History of the Computer
For better or worse, computers are here to stay and they're everywhere. They calculate our grocery bill while keeping track of store inventory; play traffic cop to millions of phone calls and let us conduct banking transactions from virtually anywhere in the world.
But how did the computer come to be what it is today? To fully appreciate the impact of computers on our lives, it would help if we knew what a computer was in the first place. That will involve some understanding of their evolution or how they came to be.
In terms of a date, the history of computers has no clear beginning point. By some accounts, computing devices go back as far as the early cave men who put stones in a pile to help them count.
Other popular candidates for first computer status include:
- The Abacus - a device with sliding beads on a rack.
- The Slide Rule - a mechanical device, composed of a ruler with sliding insert, marked with various number scales, which facilitates such calculations as division, multiplication, finding roots and finding logarithms.
- The Calculator - a device that could perform a variety of computations including multiplication and division.
Historical accounts of the computer typically begin with the evolution of calculator which is basically a search for a device that could perform the four basic arithmetic functions of addition, subtraction, division and multiplication. Today's computer, however, is much more than this. It has become a device that among other things, collects and manipulates data and helps us to communicate with others.
The Early History - Mechanical Computation: 1600 - 1820
The Abacus - which emerged about 5,000 years ago
in Asia Minor and is still in use today, is often cited as the first
computer. This device allows users to make computations using a
system of sliding beads arranged on a rack.
The Slide Rule - In 1621 William Oughtred - an English
mathematician - invents the first circular slide rule - the first
analog computing device.

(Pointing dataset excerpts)
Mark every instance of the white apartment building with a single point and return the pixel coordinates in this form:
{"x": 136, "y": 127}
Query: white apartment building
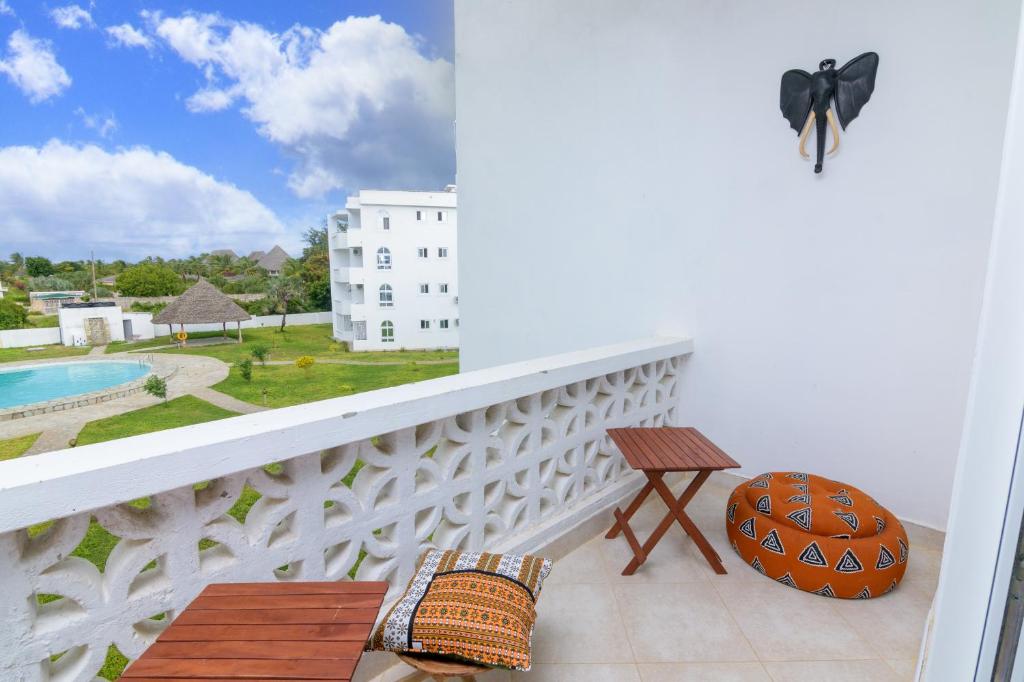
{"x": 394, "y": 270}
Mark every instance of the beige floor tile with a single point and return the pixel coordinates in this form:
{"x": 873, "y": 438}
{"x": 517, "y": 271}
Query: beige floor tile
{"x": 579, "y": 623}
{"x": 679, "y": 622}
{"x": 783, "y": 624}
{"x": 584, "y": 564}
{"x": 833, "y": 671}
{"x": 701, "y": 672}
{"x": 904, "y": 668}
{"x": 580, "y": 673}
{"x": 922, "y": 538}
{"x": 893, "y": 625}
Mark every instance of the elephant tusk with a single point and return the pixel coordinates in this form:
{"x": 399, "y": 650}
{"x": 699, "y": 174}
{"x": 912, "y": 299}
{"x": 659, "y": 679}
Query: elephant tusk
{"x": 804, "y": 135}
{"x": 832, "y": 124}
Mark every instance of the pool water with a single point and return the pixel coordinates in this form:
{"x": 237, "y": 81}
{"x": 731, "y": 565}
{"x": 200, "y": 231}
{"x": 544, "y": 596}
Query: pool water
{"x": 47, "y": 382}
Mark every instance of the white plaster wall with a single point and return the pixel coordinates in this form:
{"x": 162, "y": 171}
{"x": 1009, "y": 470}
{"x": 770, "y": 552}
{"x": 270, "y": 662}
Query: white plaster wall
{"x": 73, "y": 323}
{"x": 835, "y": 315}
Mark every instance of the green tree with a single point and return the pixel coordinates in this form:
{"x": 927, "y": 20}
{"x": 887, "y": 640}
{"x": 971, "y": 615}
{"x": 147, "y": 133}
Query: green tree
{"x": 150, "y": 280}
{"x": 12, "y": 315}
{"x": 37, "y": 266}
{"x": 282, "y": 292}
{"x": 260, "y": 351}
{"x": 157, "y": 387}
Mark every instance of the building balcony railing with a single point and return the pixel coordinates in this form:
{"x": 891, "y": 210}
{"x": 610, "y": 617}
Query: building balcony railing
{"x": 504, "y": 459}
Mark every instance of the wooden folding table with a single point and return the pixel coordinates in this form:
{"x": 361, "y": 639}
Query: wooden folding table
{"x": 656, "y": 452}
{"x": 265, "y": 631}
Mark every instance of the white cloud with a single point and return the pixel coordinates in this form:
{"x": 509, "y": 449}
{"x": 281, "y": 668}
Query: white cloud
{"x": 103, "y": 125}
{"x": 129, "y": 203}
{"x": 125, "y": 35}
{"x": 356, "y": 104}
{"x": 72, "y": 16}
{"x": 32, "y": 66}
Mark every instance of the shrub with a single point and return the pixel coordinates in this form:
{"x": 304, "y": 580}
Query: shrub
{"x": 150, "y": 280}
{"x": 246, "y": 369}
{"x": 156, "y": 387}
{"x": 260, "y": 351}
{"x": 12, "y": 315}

**Task requirements**
1. In the history of the computer text, in what year did William Oughtred invent the first circular slide rule?
2. Edit the records starting with the line containing "Mark every instance of the white cloud" and going on through the end of the records, changing "shrub" to "bush" and leaving everything else unchanged. Give only those lines.

**Response list**
1. 1621

2.
Mark every instance of the white cloud with a single point and return the pixel coordinates in this form:
{"x": 509, "y": 449}
{"x": 281, "y": 668}
Query: white cloud
{"x": 103, "y": 125}
{"x": 129, "y": 203}
{"x": 125, "y": 35}
{"x": 356, "y": 104}
{"x": 72, "y": 16}
{"x": 32, "y": 66}
Mark every instance of the bush with a single point and return the pixel coordinates in this form:
{"x": 304, "y": 580}
Query: bush
{"x": 150, "y": 280}
{"x": 246, "y": 369}
{"x": 156, "y": 387}
{"x": 260, "y": 351}
{"x": 12, "y": 315}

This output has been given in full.